* [Records]
[BEGIN]

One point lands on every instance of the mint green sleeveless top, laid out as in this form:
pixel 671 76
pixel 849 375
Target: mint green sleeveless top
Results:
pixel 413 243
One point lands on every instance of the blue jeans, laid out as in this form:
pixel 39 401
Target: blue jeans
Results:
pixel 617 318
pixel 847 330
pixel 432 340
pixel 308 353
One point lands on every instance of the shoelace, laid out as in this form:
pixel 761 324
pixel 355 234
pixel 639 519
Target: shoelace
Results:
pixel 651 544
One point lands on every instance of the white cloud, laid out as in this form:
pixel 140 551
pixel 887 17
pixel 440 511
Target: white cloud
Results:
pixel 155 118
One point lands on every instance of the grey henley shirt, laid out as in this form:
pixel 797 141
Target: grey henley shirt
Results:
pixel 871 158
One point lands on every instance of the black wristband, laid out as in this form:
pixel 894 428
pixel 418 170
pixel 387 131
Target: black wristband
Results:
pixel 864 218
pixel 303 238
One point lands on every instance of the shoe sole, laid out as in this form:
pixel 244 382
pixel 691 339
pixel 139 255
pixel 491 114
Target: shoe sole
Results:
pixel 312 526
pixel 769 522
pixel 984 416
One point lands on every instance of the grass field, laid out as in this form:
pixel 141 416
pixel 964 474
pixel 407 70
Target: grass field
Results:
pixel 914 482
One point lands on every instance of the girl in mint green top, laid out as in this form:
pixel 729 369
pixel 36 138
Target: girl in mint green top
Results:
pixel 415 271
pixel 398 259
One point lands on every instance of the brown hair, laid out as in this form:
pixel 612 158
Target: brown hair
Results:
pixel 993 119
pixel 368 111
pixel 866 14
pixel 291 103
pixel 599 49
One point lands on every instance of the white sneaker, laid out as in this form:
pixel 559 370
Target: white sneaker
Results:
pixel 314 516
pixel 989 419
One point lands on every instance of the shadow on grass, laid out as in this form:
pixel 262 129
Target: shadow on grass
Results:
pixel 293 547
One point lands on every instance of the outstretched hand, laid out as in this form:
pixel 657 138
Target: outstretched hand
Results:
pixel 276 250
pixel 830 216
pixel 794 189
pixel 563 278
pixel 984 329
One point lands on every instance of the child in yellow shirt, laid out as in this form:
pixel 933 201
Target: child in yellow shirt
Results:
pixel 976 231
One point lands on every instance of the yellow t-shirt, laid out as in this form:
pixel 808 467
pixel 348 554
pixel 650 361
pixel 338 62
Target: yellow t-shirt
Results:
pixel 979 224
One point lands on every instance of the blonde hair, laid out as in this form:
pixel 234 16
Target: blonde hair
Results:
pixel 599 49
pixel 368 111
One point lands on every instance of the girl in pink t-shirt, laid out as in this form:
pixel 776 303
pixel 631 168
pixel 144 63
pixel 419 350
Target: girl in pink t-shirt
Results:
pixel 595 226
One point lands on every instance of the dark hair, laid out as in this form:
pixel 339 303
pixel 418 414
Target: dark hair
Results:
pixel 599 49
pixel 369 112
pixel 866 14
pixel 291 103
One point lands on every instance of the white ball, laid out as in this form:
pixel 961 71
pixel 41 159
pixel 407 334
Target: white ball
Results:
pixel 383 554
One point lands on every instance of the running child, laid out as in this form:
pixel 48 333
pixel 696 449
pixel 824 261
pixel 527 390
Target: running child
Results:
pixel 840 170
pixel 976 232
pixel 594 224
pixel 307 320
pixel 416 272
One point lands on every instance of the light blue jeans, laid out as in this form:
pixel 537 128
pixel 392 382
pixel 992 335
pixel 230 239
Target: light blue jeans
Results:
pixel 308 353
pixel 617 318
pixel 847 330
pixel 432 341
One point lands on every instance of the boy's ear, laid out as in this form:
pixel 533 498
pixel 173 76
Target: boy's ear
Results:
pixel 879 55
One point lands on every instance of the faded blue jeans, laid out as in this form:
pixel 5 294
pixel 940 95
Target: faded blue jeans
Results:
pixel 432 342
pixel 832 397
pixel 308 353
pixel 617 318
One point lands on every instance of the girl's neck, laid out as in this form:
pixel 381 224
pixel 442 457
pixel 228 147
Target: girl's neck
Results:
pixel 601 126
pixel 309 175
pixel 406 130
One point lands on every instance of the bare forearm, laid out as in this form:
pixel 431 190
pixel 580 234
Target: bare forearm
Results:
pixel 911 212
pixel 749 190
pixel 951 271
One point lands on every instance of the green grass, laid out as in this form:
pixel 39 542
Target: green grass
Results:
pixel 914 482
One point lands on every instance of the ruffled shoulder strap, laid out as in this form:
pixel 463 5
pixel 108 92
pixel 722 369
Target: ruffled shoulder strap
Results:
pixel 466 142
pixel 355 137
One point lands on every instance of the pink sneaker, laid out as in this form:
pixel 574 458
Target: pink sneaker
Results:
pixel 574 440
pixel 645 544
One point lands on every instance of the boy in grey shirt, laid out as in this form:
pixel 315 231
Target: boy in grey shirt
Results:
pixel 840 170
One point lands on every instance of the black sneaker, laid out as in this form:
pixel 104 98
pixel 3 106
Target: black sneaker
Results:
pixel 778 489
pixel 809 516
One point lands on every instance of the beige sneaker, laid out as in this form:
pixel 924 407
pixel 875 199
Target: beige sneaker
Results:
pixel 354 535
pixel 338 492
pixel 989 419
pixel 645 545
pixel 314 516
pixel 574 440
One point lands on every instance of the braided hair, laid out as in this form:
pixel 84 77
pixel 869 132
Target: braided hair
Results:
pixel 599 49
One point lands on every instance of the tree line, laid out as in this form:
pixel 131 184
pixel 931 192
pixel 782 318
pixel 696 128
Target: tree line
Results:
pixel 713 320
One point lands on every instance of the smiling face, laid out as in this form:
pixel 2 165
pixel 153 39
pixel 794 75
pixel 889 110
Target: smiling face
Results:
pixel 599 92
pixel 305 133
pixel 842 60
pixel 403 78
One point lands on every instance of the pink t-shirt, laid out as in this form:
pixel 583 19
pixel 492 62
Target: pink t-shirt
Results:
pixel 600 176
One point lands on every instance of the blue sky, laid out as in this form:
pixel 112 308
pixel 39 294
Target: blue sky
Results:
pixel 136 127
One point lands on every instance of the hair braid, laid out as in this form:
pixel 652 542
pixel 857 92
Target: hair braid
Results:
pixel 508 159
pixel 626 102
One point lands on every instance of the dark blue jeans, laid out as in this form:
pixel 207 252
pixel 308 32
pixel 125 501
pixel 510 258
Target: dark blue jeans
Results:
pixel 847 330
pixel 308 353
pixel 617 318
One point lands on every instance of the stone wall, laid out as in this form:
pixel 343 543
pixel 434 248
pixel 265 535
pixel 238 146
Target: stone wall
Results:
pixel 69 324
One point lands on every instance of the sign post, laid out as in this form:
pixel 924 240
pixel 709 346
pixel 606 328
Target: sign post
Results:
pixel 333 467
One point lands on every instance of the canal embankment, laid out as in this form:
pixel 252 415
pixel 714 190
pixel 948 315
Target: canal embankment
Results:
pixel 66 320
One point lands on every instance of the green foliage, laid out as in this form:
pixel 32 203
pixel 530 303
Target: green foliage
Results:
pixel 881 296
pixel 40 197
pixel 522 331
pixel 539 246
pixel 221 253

[END]

Convert the lines from the start of the Records through the line holding "pixel 155 118", inclusive, into a Markdown table with the columns Nr and Line, leaving out any blank lines.

| Nr | Line |
|---|---|
| 1 | One point lands on every instance of the mint green sleeveless top, laid out as in this form: |
| 2 | pixel 671 76 |
| 3 | pixel 849 375 |
| 4 | Target: mint green sleeveless top |
| 5 | Results: |
| 6 | pixel 413 243 |
| 7 | One point lands on every instance of the blue jeans, laid out as in this form: |
| 8 | pixel 39 401 |
| 9 | Target: blue jeans |
| 10 | Results: |
| 11 | pixel 617 318 |
| 12 | pixel 847 330 |
| 13 | pixel 432 340 |
| 14 | pixel 308 353 |
| 15 | One point lands on every instance of the shoelace, laid out as in this form: |
| 16 | pixel 761 324 |
| 17 | pixel 355 234 |
| 18 | pixel 639 519 |
| 19 | Target: shoelace |
| 20 | Results: |
| 21 | pixel 651 544 |
| 22 | One point lands on every instance of the white cloud, laid out as in this form: |
| 23 | pixel 140 551 |
| 24 | pixel 887 17 |
| 25 | pixel 440 511 |
| 26 | Target: white cloud |
| 27 | Results: |
| 28 | pixel 155 118 |